→ **LISTED RECORDS**:
******************************
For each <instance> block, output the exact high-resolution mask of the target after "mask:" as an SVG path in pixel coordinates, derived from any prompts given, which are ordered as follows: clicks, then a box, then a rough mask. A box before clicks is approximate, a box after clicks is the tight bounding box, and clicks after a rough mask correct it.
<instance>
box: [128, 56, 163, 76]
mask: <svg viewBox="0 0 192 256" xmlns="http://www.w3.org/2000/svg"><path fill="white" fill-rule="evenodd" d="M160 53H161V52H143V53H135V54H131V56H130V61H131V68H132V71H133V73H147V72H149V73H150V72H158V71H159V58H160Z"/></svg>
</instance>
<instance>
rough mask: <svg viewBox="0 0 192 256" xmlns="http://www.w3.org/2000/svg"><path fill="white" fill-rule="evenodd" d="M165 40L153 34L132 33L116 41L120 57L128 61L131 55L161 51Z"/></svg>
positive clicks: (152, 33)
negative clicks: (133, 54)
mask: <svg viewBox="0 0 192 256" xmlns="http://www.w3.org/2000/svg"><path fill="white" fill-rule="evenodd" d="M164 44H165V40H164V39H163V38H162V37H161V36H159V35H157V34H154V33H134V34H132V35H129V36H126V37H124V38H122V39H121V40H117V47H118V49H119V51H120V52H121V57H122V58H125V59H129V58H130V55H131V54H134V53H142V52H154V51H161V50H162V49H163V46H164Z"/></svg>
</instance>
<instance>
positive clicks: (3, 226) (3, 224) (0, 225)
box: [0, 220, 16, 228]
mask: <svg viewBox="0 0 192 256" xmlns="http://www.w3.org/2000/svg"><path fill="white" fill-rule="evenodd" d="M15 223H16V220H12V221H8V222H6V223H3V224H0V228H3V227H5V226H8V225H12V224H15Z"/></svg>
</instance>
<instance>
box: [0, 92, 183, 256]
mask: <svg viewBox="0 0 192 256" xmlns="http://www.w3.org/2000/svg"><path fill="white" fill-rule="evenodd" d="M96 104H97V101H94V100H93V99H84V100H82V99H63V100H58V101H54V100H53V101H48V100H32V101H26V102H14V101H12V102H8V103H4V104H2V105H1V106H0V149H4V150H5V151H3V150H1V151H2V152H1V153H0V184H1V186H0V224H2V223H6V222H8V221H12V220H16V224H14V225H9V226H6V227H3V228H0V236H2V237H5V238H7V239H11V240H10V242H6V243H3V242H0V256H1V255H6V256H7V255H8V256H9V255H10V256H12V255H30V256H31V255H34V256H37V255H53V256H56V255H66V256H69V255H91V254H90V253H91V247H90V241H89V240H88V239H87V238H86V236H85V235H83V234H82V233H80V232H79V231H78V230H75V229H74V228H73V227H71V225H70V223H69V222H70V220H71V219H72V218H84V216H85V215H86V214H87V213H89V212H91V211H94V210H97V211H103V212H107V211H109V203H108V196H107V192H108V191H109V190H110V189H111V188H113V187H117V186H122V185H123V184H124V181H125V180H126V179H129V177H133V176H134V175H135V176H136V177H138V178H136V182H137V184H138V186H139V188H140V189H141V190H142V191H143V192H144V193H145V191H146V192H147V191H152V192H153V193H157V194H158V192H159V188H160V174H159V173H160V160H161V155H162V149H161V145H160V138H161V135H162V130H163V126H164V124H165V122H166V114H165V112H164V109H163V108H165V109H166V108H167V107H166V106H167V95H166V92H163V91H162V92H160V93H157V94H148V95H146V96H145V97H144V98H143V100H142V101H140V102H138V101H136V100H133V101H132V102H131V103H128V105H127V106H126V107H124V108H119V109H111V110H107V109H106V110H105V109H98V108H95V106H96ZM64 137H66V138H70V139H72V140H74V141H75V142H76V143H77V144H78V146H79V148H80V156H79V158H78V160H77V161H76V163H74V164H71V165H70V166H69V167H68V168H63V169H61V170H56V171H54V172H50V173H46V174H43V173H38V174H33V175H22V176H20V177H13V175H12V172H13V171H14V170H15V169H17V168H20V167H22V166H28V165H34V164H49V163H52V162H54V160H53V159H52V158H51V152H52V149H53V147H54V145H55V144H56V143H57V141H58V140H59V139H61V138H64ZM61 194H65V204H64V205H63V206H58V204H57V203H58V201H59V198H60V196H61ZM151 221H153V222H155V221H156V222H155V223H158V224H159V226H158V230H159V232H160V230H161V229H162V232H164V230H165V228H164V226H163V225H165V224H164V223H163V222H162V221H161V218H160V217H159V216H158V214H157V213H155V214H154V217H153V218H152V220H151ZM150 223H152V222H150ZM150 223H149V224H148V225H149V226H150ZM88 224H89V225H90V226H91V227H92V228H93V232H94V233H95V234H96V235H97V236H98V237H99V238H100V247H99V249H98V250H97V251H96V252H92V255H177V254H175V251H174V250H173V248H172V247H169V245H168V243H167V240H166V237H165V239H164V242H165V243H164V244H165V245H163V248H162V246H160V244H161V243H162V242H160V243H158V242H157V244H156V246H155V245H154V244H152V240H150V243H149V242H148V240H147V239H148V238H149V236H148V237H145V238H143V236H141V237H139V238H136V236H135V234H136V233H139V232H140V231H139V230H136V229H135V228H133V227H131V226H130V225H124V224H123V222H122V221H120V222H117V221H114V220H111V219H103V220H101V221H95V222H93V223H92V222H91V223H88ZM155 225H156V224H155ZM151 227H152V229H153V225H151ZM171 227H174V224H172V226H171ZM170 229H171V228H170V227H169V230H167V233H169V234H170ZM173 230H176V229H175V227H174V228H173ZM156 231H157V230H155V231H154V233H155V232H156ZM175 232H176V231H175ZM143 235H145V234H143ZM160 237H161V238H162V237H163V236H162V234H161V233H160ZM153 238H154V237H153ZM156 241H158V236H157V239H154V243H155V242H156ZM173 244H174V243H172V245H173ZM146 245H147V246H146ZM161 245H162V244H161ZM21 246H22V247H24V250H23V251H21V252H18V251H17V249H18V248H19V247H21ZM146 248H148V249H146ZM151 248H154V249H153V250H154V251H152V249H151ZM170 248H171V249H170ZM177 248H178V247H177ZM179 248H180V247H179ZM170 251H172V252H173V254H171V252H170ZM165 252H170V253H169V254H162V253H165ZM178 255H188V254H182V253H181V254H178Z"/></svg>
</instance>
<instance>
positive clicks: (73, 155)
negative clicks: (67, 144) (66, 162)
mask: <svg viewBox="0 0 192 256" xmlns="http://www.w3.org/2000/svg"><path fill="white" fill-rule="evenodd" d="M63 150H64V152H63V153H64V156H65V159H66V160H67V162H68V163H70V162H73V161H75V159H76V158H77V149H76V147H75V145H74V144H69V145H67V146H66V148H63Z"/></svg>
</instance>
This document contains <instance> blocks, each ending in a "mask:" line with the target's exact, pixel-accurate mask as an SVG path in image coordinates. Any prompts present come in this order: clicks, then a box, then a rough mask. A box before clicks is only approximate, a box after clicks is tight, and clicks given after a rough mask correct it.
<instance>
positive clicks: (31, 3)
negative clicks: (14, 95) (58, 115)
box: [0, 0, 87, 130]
******************************
→ **YOUR OBJECTIVE**: Identify each of the lines above that contains the string "negative", and copy those lines. Matching is case-sensitive.

→ **RESULT BELOW**:
negative clicks: (133, 54)
negative clicks: (67, 144) (66, 162)
negative clicks: (14, 95) (58, 115)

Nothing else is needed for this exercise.